Word for word, set down the records and skip each picture.

════════════════

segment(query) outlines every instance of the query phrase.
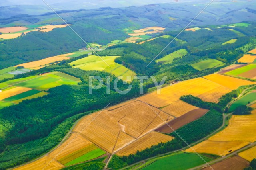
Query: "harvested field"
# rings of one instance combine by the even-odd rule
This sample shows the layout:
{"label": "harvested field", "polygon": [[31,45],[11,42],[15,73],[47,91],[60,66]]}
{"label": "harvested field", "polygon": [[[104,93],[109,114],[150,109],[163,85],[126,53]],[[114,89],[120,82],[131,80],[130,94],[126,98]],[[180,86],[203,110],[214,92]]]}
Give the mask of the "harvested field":
{"label": "harvested field", "polygon": [[[182,106],[181,107],[181,106]],[[179,117],[198,107],[178,100],[162,109],[163,111],[176,117]]]}
{"label": "harvested field", "polygon": [[137,150],[144,149],[146,147],[161,142],[171,141],[174,138],[173,137],[158,132],[151,132],[118,150],[116,154],[119,156],[128,156],[130,154],[136,153]]}
{"label": "harvested field", "polygon": [[0,100],[16,95],[31,90],[32,90],[31,88],[26,87],[18,87],[3,91],[0,92]]}
{"label": "harvested field", "polygon": [[238,155],[247,160],[251,161],[253,159],[256,158],[256,147],[239,153]]}
{"label": "harvested field", "polygon": [[[206,109],[201,108],[192,110],[174,120],[170,121],[168,123],[168,124],[174,130],[178,129],[184,125],[200,118],[204,115],[208,111]],[[168,133],[173,132],[172,129],[166,124],[157,129],[156,131]]]}
{"label": "harvested field", "polygon": [[[248,142],[242,141],[217,141],[206,140],[192,147],[196,152],[207,153],[224,156],[249,144]],[[189,148],[186,152],[193,152]]]}
{"label": "harvested field", "polygon": [[[173,119],[157,109],[153,109],[166,121]],[[74,131],[80,132],[83,125],[87,124],[97,114],[85,117],[78,124]],[[108,152],[112,153],[114,147],[114,152],[164,123],[146,104],[135,101],[111,111],[102,111],[81,134]],[[123,137],[124,135],[120,131],[131,137]],[[116,145],[117,141],[118,143]]]}
{"label": "harvested field", "polygon": [[221,141],[256,141],[256,115],[233,115],[229,125],[209,139]]}
{"label": "harvested field", "polygon": [[241,63],[253,63],[255,59],[256,59],[256,55],[245,54],[244,56],[238,60],[238,62]]}
{"label": "harvested field", "polygon": [[224,68],[222,68],[220,70],[218,73],[219,74],[225,74],[226,72],[229,72],[231,71],[237,69],[238,68],[243,67],[244,66],[247,65],[247,64],[233,64],[228,66]]}
{"label": "harvested field", "polygon": [[224,76],[218,74],[214,74],[204,77],[230,90],[236,89],[241,86],[255,84],[255,82]]}
{"label": "harvested field", "polygon": [[41,28],[41,29],[39,31],[42,32],[49,32],[51,31],[52,31],[53,29],[56,28],[64,28],[67,26],[67,25],[46,25],[43,26],[42,27],[39,27],[39,28]]}
{"label": "harvested field", "polygon": [[40,60],[38,60],[37,61],[21,64],[15,66],[23,66],[24,68],[26,68],[38,69],[40,68],[40,67],[43,67],[44,66],[44,65],[48,65],[50,63],[54,62],[56,61],[67,60],[70,59],[70,57],[68,56],[73,54],[74,54],[74,53],[71,53],[57,55],[56,56],[51,57],[50,57],[46,58]]}
{"label": "harvested field", "polygon": [[154,92],[138,99],[159,108],[177,101],[181,96],[188,94],[199,97],[207,102],[217,102],[222,95],[230,91],[215,82],[200,78],[163,88],[161,95]]}
{"label": "harvested field", "polygon": [[254,49],[249,51],[249,53],[252,53],[252,54],[256,54],[256,49]]}
{"label": "harvested field", "polygon": [[12,33],[27,29],[28,29],[28,28],[24,27],[6,27],[5,28],[0,28],[0,33]]}
{"label": "harvested field", "polygon": [[[52,160],[52,158],[48,156],[44,156],[33,162],[14,168],[14,170],[42,170]],[[45,170],[58,170],[64,167],[63,165],[54,160],[44,169]]]}
{"label": "harvested field", "polygon": [[[211,166],[215,170],[243,170],[249,166],[249,164],[246,160],[239,156],[235,156],[211,165]],[[203,170],[211,170],[212,168],[207,167]]]}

════════════════

#### Result below:
segment(query) outlines every instance of the query phrase.
Query: "harvested field"
# rings of one instance combine by the even-odd rule
This sample shows the layout:
{"label": "harvested field", "polygon": [[31,45],[11,42],[15,73],[47,91],[60,66]]}
{"label": "harvested field", "polygon": [[[104,93],[109,114],[150,109],[163,85],[126,53]],[[114,89],[120,82],[131,80],[130,94],[126,98]],[[180,86],[203,110],[214,92]]]}
Give the mask of the "harvested field":
{"label": "harvested field", "polygon": [[[182,106],[181,107],[181,106]],[[179,117],[198,107],[178,100],[162,109],[163,111],[176,117]]]}
{"label": "harvested field", "polygon": [[137,150],[144,149],[146,147],[161,142],[171,141],[174,138],[173,137],[158,132],[151,132],[118,150],[116,154],[119,156],[128,156],[130,154],[136,153]]}
{"label": "harvested field", "polygon": [[0,100],[16,95],[31,90],[32,90],[31,88],[26,87],[18,87],[3,91],[0,92]]}
{"label": "harvested field", "polygon": [[238,155],[247,160],[251,161],[253,159],[256,158],[256,147],[239,153]]}
{"label": "harvested field", "polygon": [[[206,109],[201,108],[192,110],[174,120],[170,121],[168,123],[168,124],[174,130],[178,129],[184,125],[200,118],[204,115],[208,111]],[[168,133],[173,132],[172,129],[166,124],[157,129],[156,131]]]}
{"label": "harvested field", "polygon": [[[248,142],[242,141],[217,141],[206,140],[192,147],[196,152],[207,153],[224,156],[249,144]],[[189,148],[186,152],[193,152]]]}
{"label": "harvested field", "polygon": [[[173,119],[157,109],[153,109],[166,121]],[[74,131],[80,132],[83,125],[87,124],[97,114],[85,117],[78,124]],[[108,152],[112,153],[114,147],[114,152],[164,123],[146,104],[135,101],[111,111],[102,111],[81,134]],[[123,137],[124,135],[120,131],[131,137]],[[116,145],[117,141],[118,143]]]}
{"label": "harvested field", "polygon": [[221,141],[256,141],[256,115],[233,115],[229,125],[209,139]]}
{"label": "harvested field", "polygon": [[241,63],[253,63],[255,59],[256,59],[256,55],[245,54],[244,56],[238,60],[238,62]]}
{"label": "harvested field", "polygon": [[224,68],[222,68],[220,70],[218,73],[219,74],[225,74],[226,72],[229,72],[231,71],[237,69],[238,68],[243,67],[244,66],[247,65],[247,64],[233,64],[228,66]]}
{"label": "harvested field", "polygon": [[224,76],[218,74],[214,74],[204,77],[230,90],[236,89],[241,86],[255,84],[255,82]]}
{"label": "harvested field", "polygon": [[41,28],[41,29],[39,31],[42,32],[49,32],[51,31],[52,31],[53,29],[56,28],[64,28],[67,26],[67,25],[46,25],[43,26],[42,27],[39,27],[39,28]]}
{"label": "harvested field", "polygon": [[40,60],[38,60],[37,61],[21,64],[15,66],[23,66],[24,68],[26,68],[38,69],[40,68],[40,67],[43,67],[44,66],[44,65],[48,65],[50,63],[54,62],[56,61],[67,60],[70,59],[70,57],[68,56],[73,54],[74,54],[74,53],[71,53],[57,55],[56,56],[51,57],[50,57],[46,58]]}
{"label": "harvested field", "polygon": [[154,92],[138,99],[159,108],[177,101],[181,96],[188,94],[199,97],[207,102],[217,102],[222,95],[230,91],[215,82],[200,78],[163,88],[161,95]]}
{"label": "harvested field", "polygon": [[254,49],[249,51],[249,53],[252,53],[252,54],[256,54],[256,49]]}
{"label": "harvested field", "polygon": [[12,33],[27,29],[28,29],[28,28],[24,27],[6,27],[5,28],[0,28],[0,33]]}
{"label": "harvested field", "polygon": [[[52,160],[52,158],[48,156],[44,156],[33,162],[14,168],[14,170],[42,170]],[[45,170],[58,170],[64,167],[63,165],[54,160],[44,169]]]}
{"label": "harvested field", "polygon": [[[211,166],[215,170],[243,170],[249,166],[249,164],[246,160],[239,156],[235,156],[211,165]],[[203,170],[211,170],[212,168],[207,167]]]}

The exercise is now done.